(Location identification listing)
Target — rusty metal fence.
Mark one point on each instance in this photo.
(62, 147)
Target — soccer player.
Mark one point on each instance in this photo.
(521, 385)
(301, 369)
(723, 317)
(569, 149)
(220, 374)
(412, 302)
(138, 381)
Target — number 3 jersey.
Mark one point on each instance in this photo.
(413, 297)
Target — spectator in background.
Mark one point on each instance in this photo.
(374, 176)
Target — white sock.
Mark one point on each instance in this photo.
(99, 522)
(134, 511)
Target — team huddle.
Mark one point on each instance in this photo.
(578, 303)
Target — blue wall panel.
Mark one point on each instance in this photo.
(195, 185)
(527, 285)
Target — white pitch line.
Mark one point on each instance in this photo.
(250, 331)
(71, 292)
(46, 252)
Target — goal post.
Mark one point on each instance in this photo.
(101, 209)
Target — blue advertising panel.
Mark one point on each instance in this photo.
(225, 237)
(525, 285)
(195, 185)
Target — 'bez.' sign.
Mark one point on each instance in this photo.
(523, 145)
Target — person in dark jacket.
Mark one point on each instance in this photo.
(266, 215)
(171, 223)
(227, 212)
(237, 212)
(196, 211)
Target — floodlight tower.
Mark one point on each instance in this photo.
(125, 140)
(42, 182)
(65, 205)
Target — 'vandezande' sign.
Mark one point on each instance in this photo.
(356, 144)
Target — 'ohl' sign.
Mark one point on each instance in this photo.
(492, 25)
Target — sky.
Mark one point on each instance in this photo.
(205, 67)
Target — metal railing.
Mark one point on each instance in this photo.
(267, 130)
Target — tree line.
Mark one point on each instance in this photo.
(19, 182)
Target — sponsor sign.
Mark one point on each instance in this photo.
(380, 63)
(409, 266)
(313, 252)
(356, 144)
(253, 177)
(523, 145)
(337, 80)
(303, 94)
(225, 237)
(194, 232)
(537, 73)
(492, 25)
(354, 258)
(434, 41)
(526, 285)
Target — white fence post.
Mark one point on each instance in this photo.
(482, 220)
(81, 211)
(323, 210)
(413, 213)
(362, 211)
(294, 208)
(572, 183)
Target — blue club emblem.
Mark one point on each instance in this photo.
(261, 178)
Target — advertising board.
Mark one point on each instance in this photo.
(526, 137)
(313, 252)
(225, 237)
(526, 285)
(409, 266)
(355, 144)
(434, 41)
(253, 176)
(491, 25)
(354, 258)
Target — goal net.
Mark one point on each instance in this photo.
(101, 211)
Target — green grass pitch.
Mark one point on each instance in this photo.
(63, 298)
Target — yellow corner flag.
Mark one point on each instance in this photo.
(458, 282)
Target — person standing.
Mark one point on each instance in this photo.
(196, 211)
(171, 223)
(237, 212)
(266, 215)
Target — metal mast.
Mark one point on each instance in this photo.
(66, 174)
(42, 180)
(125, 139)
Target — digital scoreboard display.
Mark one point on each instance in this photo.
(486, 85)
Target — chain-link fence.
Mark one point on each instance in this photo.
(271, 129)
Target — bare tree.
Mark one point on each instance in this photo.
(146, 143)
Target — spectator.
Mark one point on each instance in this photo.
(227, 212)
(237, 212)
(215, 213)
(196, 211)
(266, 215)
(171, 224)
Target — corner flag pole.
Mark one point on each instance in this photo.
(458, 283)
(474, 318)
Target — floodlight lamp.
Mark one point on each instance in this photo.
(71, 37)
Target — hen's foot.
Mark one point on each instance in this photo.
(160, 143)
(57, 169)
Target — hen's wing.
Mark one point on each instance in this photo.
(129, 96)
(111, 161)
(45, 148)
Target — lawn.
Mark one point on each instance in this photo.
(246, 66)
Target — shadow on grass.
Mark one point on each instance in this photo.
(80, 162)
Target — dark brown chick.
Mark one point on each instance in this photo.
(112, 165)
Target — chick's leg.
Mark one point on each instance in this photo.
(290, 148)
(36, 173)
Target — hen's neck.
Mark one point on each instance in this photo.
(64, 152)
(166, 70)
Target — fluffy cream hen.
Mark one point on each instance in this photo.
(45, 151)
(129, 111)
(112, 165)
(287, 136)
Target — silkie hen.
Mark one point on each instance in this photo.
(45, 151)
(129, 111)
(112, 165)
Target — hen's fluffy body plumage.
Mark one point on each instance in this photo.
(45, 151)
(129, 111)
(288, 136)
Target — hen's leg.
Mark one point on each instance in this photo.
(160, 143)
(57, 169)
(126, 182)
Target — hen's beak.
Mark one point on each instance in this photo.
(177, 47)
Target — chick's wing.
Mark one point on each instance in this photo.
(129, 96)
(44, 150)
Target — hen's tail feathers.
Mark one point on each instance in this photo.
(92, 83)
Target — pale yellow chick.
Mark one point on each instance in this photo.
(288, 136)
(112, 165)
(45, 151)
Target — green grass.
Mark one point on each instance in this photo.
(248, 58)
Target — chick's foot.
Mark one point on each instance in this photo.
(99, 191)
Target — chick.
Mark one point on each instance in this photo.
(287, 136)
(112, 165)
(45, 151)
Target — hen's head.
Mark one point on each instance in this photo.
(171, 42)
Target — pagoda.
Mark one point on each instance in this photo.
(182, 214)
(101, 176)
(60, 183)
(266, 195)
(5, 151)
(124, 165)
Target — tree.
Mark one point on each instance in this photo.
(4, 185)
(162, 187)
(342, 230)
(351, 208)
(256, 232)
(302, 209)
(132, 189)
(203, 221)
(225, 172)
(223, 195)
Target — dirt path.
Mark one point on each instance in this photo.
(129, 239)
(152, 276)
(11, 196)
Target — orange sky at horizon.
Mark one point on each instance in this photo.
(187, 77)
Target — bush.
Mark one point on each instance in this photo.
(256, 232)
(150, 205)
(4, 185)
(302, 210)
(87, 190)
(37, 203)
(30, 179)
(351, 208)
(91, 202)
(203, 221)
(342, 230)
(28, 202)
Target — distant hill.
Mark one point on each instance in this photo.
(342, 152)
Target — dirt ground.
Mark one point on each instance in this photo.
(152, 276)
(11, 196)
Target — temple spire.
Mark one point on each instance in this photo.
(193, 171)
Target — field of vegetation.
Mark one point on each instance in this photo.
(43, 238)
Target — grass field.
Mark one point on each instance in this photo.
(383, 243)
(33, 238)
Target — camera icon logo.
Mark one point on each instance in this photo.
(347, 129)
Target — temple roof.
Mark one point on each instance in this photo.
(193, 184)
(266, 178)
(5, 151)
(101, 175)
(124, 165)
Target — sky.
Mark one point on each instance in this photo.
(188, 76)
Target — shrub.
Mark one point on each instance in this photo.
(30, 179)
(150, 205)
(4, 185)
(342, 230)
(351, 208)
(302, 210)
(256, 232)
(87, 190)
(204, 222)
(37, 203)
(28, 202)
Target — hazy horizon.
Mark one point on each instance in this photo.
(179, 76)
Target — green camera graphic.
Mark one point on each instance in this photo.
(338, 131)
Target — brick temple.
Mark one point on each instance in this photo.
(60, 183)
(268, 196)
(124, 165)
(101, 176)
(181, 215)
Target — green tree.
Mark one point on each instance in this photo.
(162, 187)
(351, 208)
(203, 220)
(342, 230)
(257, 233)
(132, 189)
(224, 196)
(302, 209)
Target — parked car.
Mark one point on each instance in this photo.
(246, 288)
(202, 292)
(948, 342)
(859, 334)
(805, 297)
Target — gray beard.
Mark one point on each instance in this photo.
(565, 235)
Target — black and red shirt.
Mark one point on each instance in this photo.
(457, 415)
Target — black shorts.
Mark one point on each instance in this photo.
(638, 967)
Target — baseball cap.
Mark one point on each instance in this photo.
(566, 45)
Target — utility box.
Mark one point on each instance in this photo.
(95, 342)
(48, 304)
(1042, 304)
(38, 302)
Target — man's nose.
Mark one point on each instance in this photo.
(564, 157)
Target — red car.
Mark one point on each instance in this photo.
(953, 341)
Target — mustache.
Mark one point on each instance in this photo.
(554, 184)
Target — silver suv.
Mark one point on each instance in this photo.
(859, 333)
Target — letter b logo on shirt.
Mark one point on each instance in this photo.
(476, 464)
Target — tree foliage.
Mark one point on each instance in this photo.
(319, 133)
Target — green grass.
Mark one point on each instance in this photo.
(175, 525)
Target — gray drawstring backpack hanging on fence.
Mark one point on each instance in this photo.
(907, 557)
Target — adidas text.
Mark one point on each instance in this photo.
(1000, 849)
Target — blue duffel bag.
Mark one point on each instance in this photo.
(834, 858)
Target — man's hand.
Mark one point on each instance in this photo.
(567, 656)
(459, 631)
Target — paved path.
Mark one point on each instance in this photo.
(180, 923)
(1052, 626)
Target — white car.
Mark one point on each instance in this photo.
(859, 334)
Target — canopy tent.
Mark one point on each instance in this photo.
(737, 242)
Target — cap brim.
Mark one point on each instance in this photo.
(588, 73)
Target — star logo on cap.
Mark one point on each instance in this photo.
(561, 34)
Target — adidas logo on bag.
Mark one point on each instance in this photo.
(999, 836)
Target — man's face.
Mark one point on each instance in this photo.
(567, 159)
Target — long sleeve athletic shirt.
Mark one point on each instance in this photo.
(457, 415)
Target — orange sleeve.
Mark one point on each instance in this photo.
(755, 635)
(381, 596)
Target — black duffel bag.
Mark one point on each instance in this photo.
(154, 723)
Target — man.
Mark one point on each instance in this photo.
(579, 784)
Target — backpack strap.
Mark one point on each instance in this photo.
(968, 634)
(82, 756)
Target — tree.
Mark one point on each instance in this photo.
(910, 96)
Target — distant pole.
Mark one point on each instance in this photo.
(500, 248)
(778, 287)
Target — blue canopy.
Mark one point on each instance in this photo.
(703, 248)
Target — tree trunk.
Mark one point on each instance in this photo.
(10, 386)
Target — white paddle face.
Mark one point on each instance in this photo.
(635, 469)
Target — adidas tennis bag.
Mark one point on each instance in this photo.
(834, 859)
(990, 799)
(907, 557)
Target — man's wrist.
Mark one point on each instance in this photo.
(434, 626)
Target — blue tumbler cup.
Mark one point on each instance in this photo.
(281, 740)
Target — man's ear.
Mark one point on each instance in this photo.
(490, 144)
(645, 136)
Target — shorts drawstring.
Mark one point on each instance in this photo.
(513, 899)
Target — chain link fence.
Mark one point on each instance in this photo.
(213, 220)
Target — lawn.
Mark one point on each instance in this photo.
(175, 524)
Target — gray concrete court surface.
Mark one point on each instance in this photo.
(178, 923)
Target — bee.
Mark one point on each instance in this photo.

* **STATED EXERCISE**:
Duplicate the part of the listing that opens with the line containing "Target — blue canopy." and runs through the end of the listing, reproducing every line without change.

* **FINISHED EXERCISE**:
Target — blue canopy.
Mark one point on each instance in this photo.
(703, 248)
Target — tree trunk.
Mark one point on each instance in this photo.
(10, 386)
Target — white paddle face.
Mark one point on each instance in this photo.
(635, 469)
Target — adidas tennis bag.
Mark one point on each instance in this photo.
(834, 859)
(990, 799)
(907, 557)
Target — man's wrist.
Mark one point on each instance in this photo.
(434, 626)
Target — blue tumbler cup.
Mark one point on each instance in this photo.
(281, 740)
Target — man's ear.
Mark one point on each instance in this photo.
(490, 144)
(645, 136)
Target — shorts drawstring.
Mark one point on each instance in this photo.
(513, 899)
Target — chain link fence.
Mark one point on each instance in this photo.
(213, 220)
Target — lawn.
Mark one point on each instance in this photo.
(175, 524)
Target — gray concrete court surface.
Mark one point on each instance in this photo.
(178, 923)
Target — bee.
Mark one point on each instance in this photo.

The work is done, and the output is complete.